**SET EXERCISE**
Count the lines in the entries below that contain the string "mountain", treating uppercase and lowercase as different, and give only the number.

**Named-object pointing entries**
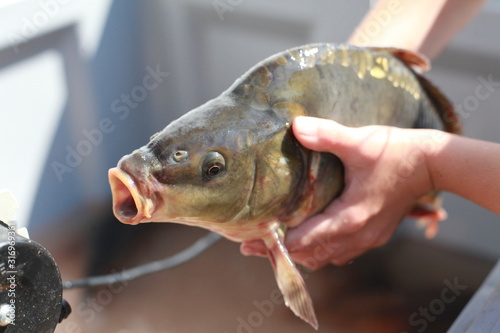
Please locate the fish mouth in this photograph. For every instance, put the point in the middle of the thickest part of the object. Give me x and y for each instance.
(129, 206)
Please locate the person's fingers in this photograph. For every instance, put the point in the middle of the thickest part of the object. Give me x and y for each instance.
(254, 248)
(322, 135)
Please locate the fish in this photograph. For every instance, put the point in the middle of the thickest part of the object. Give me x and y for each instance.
(233, 166)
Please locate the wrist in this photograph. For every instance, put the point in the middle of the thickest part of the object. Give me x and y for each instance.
(433, 147)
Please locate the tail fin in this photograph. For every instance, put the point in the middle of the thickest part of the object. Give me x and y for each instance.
(289, 280)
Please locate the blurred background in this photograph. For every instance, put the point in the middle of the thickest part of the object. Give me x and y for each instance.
(84, 82)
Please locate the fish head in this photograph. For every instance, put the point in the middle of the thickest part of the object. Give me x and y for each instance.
(217, 164)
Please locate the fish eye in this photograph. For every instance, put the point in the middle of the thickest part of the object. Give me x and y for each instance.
(154, 136)
(214, 164)
(180, 156)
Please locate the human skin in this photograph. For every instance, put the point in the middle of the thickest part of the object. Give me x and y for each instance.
(388, 169)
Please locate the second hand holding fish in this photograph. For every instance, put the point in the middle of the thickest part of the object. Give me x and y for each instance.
(383, 166)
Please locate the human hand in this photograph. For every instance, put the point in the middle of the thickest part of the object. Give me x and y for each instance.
(386, 173)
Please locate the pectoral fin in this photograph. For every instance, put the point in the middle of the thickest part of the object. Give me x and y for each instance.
(289, 280)
(429, 213)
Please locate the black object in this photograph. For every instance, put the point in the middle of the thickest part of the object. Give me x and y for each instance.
(30, 286)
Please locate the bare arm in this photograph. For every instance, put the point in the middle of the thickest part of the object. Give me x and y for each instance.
(424, 26)
(469, 168)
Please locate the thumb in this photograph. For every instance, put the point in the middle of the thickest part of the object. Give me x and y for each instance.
(323, 135)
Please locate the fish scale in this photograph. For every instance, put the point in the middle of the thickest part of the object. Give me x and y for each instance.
(242, 172)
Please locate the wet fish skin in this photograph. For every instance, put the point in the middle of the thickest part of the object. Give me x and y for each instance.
(233, 166)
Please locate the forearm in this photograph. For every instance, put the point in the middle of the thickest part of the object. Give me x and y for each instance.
(469, 168)
(423, 26)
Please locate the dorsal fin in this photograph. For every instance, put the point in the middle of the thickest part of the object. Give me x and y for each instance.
(445, 109)
(409, 58)
(443, 106)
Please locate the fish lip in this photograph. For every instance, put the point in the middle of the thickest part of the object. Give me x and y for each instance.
(129, 205)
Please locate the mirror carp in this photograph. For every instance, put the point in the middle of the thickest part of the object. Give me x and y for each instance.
(232, 165)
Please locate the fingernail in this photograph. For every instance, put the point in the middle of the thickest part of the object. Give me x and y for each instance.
(249, 250)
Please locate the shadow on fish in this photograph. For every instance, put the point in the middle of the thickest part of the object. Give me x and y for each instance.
(233, 166)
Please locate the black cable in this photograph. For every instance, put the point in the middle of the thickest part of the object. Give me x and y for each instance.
(133, 273)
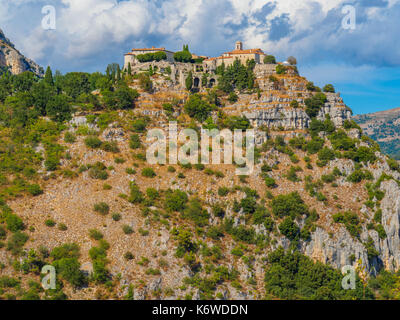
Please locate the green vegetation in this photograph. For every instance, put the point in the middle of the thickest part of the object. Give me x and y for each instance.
(236, 77)
(296, 277)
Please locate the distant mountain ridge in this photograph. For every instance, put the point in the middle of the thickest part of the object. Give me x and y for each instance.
(13, 60)
(383, 127)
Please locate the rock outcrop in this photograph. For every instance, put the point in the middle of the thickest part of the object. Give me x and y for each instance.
(13, 60)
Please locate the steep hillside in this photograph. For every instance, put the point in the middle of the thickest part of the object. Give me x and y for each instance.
(383, 127)
(78, 193)
(13, 60)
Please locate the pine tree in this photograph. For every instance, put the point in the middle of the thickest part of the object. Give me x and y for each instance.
(48, 78)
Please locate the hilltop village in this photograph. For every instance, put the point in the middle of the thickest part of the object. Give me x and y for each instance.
(273, 98)
(183, 62)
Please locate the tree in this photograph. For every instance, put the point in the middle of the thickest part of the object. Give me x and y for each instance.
(197, 108)
(289, 205)
(76, 83)
(269, 59)
(48, 78)
(280, 69)
(292, 60)
(124, 97)
(145, 82)
(23, 82)
(189, 81)
(289, 229)
(184, 55)
(42, 92)
(314, 104)
(58, 108)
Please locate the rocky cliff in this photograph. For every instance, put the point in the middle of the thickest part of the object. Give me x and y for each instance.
(13, 60)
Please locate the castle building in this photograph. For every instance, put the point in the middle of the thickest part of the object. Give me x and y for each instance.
(130, 57)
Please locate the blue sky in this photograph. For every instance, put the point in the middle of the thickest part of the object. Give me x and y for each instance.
(363, 64)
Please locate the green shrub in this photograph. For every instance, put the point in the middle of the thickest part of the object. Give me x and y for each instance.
(116, 217)
(175, 200)
(127, 229)
(128, 256)
(134, 142)
(95, 234)
(359, 175)
(50, 223)
(16, 242)
(69, 269)
(381, 231)
(139, 125)
(69, 137)
(351, 221)
(291, 275)
(223, 191)
(195, 212)
(110, 146)
(326, 154)
(289, 229)
(14, 223)
(148, 173)
(136, 196)
(34, 189)
(289, 205)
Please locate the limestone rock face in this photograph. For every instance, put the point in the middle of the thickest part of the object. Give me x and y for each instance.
(11, 58)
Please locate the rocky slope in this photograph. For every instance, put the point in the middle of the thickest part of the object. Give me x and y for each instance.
(12, 59)
(383, 127)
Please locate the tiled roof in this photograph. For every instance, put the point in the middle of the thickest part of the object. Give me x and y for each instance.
(149, 49)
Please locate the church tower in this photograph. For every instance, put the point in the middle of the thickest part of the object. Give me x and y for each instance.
(239, 45)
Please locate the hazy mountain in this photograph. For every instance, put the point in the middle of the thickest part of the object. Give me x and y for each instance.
(13, 60)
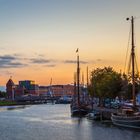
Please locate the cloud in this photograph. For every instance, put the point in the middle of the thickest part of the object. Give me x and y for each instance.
(6, 61)
(52, 65)
(7, 57)
(73, 62)
(39, 61)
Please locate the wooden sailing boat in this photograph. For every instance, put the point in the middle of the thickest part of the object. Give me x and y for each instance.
(129, 117)
(77, 109)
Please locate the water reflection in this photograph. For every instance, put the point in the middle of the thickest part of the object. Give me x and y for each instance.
(43, 122)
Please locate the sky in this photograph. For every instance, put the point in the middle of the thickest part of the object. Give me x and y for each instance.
(39, 38)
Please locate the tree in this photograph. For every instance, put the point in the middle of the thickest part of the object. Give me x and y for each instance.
(105, 83)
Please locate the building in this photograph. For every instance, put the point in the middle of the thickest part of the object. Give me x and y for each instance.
(57, 90)
(23, 88)
(28, 87)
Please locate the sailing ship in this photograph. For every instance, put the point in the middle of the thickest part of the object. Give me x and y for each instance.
(129, 117)
(78, 108)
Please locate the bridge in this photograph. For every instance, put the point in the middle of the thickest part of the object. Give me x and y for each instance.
(36, 99)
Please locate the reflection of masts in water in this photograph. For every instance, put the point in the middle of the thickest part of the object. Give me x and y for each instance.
(87, 77)
(78, 81)
(133, 60)
(75, 84)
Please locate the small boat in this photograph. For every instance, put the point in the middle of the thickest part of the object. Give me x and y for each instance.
(78, 108)
(129, 117)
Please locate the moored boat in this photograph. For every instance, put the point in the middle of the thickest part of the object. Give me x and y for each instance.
(129, 117)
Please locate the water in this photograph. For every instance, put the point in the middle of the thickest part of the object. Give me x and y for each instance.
(54, 122)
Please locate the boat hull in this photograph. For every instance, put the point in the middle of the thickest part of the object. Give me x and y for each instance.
(126, 121)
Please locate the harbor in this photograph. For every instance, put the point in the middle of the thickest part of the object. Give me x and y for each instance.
(41, 122)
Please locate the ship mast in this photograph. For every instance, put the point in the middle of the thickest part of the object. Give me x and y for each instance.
(133, 60)
(78, 76)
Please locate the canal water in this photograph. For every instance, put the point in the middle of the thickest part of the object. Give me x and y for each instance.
(54, 122)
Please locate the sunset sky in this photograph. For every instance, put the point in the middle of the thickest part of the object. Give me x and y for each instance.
(39, 38)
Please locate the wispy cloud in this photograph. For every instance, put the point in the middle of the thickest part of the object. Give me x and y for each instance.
(52, 65)
(39, 61)
(73, 62)
(10, 61)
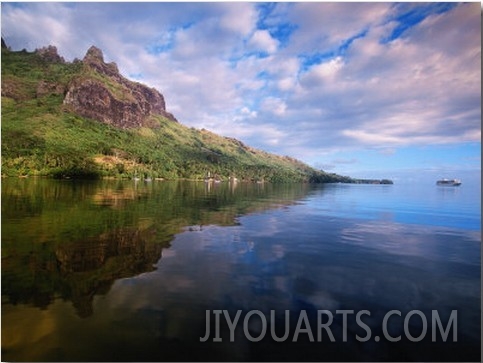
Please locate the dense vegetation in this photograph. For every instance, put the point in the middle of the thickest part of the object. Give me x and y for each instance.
(41, 136)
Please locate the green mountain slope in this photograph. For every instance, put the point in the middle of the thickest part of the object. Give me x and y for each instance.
(44, 135)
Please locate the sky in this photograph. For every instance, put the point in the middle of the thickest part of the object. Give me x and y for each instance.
(383, 90)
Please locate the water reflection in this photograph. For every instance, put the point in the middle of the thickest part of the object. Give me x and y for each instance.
(125, 271)
(72, 240)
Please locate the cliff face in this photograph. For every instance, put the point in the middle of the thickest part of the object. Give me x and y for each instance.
(103, 94)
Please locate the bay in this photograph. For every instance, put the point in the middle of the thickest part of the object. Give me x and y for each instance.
(123, 270)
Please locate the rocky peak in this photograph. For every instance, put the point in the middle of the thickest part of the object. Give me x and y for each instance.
(94, 53)
(95, 59)
(50, 54)
(110, 98)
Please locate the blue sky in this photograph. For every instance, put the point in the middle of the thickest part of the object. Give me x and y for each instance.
(361, 89)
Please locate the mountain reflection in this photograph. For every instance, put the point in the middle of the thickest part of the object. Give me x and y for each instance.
(73, 240)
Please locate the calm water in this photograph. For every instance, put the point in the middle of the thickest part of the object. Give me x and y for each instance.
(124, 271)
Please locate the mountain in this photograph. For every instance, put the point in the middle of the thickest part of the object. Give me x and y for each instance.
(83, 119)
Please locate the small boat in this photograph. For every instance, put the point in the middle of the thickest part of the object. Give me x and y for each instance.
(449, 182)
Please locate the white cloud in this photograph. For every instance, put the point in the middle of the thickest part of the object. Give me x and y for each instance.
(261, 40)
(423, 87)
(273, 105)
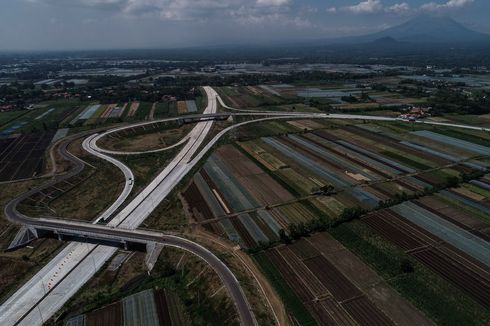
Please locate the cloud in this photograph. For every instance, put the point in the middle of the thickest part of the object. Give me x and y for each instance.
(366, 7)
(272, 2)
(399, 8)
(372, 7)
(451, 4)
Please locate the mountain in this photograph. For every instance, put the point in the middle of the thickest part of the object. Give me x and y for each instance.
(426, 29)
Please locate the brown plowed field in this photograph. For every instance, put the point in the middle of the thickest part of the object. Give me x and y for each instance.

**WRITTEN REPLY**
6